§ **Directive**: Switch "shirt cuff" to "jacket sleeve" in the lines below, then write all the lines out again with everything else unchanged. Omit the pictures from your answer.

§ **Input**:
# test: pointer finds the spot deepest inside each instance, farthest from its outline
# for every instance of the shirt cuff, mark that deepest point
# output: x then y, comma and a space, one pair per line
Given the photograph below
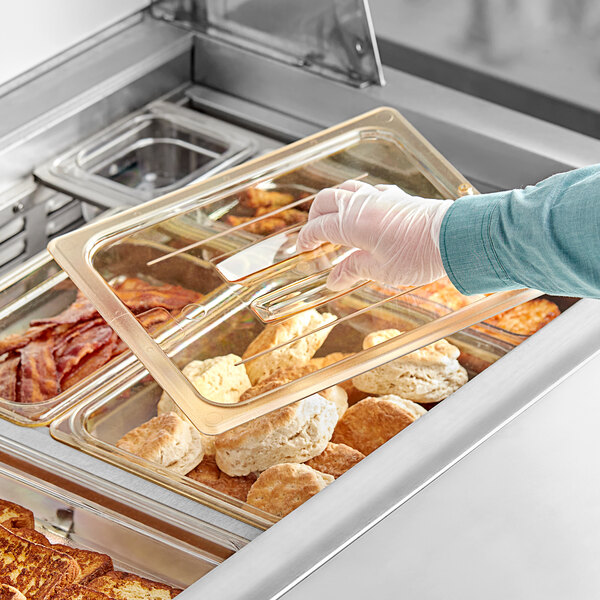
467, 247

§ **The response**:
# test: pointer finds the spot deepest inside each instance, farthest from its outline
# for every instance of the jacket sleeve, mark that deepest point
# output: x then y, comma and a space, one pair per line
Given the photograph below
467, 247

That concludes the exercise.